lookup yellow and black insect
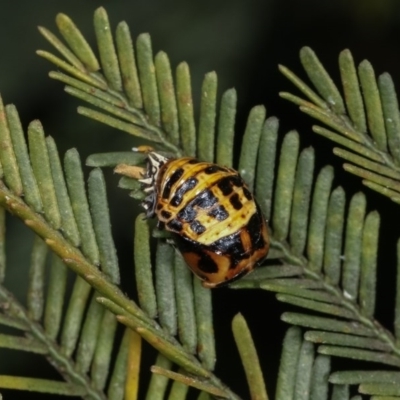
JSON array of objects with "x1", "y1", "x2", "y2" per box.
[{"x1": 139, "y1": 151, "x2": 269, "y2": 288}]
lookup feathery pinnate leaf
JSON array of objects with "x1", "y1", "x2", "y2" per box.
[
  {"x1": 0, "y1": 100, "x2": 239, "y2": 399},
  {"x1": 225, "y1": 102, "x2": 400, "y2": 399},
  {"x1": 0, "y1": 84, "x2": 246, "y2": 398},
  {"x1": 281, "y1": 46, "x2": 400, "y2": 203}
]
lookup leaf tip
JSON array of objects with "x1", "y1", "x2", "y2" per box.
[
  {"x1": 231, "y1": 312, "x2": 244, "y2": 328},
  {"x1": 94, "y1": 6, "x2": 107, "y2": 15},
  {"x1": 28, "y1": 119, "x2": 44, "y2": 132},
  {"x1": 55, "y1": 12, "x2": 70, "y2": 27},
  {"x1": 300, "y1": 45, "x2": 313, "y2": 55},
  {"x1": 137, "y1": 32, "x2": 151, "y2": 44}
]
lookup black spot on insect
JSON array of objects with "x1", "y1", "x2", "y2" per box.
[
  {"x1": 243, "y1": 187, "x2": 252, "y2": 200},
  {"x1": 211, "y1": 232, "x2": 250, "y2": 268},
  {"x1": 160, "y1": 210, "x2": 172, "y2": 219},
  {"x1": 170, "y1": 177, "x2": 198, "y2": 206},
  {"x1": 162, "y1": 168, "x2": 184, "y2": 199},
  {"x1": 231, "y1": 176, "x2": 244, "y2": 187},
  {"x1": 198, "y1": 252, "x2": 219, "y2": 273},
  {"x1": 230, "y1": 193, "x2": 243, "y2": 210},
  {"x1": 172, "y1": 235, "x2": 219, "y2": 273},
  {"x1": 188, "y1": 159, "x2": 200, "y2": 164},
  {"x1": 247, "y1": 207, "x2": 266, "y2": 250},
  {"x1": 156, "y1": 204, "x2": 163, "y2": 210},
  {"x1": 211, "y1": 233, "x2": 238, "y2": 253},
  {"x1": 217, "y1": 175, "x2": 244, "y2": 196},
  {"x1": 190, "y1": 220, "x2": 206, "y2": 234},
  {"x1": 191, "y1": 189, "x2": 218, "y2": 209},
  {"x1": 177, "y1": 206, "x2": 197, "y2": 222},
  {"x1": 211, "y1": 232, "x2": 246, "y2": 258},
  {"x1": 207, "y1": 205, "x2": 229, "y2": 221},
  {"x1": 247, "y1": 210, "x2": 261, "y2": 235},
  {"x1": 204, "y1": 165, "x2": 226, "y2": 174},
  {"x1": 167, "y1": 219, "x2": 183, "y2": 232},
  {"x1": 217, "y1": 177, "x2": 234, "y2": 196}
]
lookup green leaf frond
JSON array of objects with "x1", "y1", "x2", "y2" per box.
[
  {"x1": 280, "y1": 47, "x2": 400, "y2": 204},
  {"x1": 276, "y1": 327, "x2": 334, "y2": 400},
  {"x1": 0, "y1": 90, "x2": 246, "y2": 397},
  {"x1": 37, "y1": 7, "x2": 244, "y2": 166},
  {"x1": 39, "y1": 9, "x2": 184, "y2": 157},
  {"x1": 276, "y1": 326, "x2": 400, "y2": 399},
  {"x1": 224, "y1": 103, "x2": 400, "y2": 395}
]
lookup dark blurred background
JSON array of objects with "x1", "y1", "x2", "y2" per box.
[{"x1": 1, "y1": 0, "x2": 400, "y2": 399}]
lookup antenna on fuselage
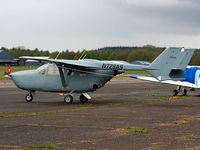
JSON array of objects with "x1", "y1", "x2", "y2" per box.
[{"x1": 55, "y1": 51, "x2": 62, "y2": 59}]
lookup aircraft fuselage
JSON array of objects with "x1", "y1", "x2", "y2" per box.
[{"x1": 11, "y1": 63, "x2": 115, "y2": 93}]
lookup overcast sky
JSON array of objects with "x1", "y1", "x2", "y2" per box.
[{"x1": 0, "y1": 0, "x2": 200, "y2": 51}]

+ + + +

The first line of the entries, the line containing "lookup black spot on insect", and every line between them are to be output exactly; pictures are not.

lookup yellow and black insect
JSON array of objects with "x1", "y1", "x2", "y2" per box.
[{"x1": 139, "y1": 151, "x2": 269, "y2": 288}]
lookup feathery pinnate leaf
JSON array of objects with "x1", "y1", "x2", "y2" per box.
[
  {"x1": 0, "y1": 100, "x2": 239, "y2": 399},
  {"x1": 225, "y1": 102, "x2": 400, "y2": 399},
  {"x1": 0, "y1": 84, "x2": 246, "y2": 398},
  {"x1": 281, "y1": 46, "x2": 400, "y2": 203}
]
lookup leaf tip
JSON array of objects with "x1", "y1", "x2", "y2" per box.
[
  {"x1": 231, "y1": 312, "x2": 244, "y2": 328},
  {"x1": 94, "y1": 6, "x2": 107, "y2": 15},
  {"x1": 28, "y1": 119, "x2": 44, "y2": 132},
  {"x1": 55, "y1": 12, "x2": 70, "y2": 27},
  {"x1": 300, "y1": 45, "x2": 313, "y2": 55},
  {"x1": 137, "y1": 32, "x2": 151, "y2": 44}
]
lookup black spot on insect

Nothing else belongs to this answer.